#### Passage
Tier 1 (full launch). Net-new product, major feature reshaping the product narrative, pricing change, breaking change. Full playbook: positioning, all comms channels, sales enablement, customer success briefing, dedicated post-launch measurement, executive announcement.
Tier 2 (focused launch). Meaningful improvement that materially affects user value or competitive positioning. Subset of the playbook: in-app comms, blog post or release note, support readiness, rollout strategy, post-launch measurement.
Tier 3 (release note). Incremental improvement, bug fix made positive, polish. Minimal: changelog entry, release note, light monitoring.
The trap on either side.
- Treating every release as Tier 1 produces comms fatigue. Customers tune out the announcement firehose; your real Tier 1 launches lose signal in the noise.
- Treating every release as Tier 3 produces unlaunched features. The feature ships, the metric does not move, the team concludes "users do not want this" when the actual cause is "users were not told."
Match the tier to the feature. This skill primarily covers Tier 1 and Tier 2. Tier 3 is mostly the changelog discipline; the launch playbook applies but compressed to the changelog entry plus light monitoring.
Detail in references/launch-tier-decision.md.
Pre-launch: positioning
Positioning answers: who is this for, what problem does it solve, why now, and what is the user-visible promise.
The positioning canvas. One page, filled out before any comms drafting.
- Target user. Segment, role, jobs-to-be-done. Specific enough that a sales rep could describe the customer profile in one sentence.
- Problem it solves. Specifically, in user words. Not "we improve productivity"; instead "the customer support manager who needs to triage 200 tickets a day cannot tell which are urgent without opening each one."
- Current alternative. What users do today without this. The status quo is the real competition.
- User-visible promise. One sentence. The promise the user will hear when they encounter the feature in the wild.
########
#### Extracted entries
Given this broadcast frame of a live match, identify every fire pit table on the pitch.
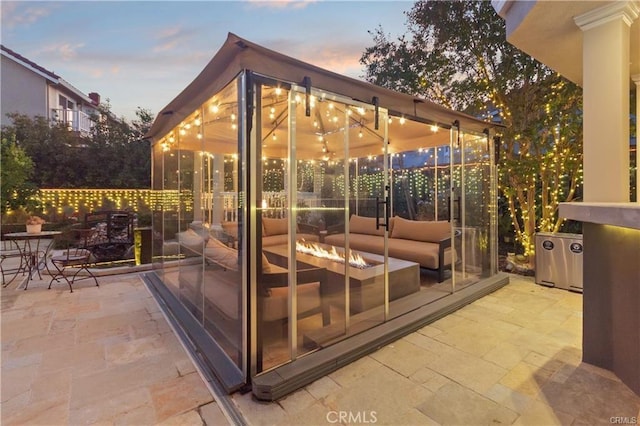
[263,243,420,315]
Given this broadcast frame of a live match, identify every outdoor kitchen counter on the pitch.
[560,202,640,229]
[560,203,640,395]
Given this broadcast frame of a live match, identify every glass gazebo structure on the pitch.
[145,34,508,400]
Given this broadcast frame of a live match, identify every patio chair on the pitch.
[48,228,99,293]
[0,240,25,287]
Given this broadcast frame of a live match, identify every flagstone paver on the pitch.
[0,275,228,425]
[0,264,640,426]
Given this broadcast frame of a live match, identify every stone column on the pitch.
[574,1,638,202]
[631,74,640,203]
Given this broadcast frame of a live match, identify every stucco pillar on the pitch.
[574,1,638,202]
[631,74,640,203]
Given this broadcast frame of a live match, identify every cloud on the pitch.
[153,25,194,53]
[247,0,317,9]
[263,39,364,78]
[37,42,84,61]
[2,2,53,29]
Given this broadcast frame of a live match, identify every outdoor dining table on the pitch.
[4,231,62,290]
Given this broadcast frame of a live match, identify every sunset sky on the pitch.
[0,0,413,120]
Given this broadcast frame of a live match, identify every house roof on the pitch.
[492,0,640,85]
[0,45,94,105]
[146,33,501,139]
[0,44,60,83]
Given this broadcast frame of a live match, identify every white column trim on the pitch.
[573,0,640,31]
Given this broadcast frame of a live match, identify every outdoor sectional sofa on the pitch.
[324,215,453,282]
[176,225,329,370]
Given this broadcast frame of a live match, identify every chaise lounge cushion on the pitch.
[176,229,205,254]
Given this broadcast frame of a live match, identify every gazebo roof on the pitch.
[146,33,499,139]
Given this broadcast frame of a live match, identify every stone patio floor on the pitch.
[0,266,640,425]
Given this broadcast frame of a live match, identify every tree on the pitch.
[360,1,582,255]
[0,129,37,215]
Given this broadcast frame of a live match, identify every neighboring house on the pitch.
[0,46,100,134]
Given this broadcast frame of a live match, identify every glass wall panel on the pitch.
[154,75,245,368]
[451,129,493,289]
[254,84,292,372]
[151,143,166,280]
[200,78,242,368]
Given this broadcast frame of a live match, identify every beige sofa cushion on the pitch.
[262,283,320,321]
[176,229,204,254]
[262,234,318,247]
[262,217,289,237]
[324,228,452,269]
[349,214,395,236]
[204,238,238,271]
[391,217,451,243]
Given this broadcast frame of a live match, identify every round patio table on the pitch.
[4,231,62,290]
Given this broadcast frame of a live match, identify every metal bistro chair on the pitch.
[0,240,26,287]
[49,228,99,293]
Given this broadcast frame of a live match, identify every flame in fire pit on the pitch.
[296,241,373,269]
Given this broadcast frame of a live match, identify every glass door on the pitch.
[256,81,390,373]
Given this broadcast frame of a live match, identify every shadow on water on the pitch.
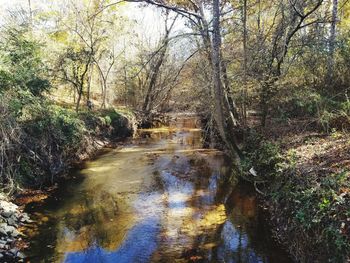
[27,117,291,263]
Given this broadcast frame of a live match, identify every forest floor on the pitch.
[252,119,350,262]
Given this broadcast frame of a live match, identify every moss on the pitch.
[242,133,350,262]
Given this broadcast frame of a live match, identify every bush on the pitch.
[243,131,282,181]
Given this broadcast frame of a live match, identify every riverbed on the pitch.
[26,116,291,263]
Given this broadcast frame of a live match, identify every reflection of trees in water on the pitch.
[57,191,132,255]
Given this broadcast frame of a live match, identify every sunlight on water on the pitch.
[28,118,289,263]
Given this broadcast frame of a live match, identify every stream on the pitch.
########
__Objectives__
[a] Reproduce the records word for word from their first line through the line containing "[560,203,640,395]", with both ends included. Omit the pictures from your copy.
[b] Extend the passage on launch tiers and positioning from its final line onward.

__Outputs for the tasks__
[a]
Given this broadcast frame of a live match, identify every fire pit table on the pitch.
[263,243,420,315]
Given this broadcast frame of a live match, identify every outdoor kitchen counter on the pitch.
[560,202,640,229]
[560,203,640,395]

[b]
- Proof points. Three to five specific capabilities or outcomes. Concrete, not adjectives.
- Anti-positioning. What this is NOT, what it does not try to do. Prevents over-promising.
The most common positioning failure is a vague target user. "It is for PMs" is not a target. "It is for B2B SaaS PMs at companies with 50 to 500 customers who need to coordinate roadmap discussions across engineering and customer success" is a target. The specificity is what lets sales, marketing, and support speak the same language about who this is for.
Detail in references/positioning-canvas.md.
Pre-launch: internal alignment
Stakeholders who need to know before launch.
- Engineering leadership. Capacity for follow-ups, support escalations, post-launch fixes.
- Sales leadership. Revenue forecast updates, deal coaching, pipeline impact.
- Customer success leadership. Proactive customer notifications, deal saves at risk, expansion conversations.
- Marketing leadership. Paid spend coordination, blog calendar, social timing.
- Support leadership. Training, FAQ, escalation paths.
- Executive sponsor. Visibility, public messaging, investor or board reporting.
The discipline. A single internal launch brief, distributed two to four weeks before launch (Tier 1) or one week before (Tier 2). The brief contains a one-page summary, an FAQ, a decision log of choices already made, and the launch calendar. The brief should answer "what do I need to do differently because of this launch."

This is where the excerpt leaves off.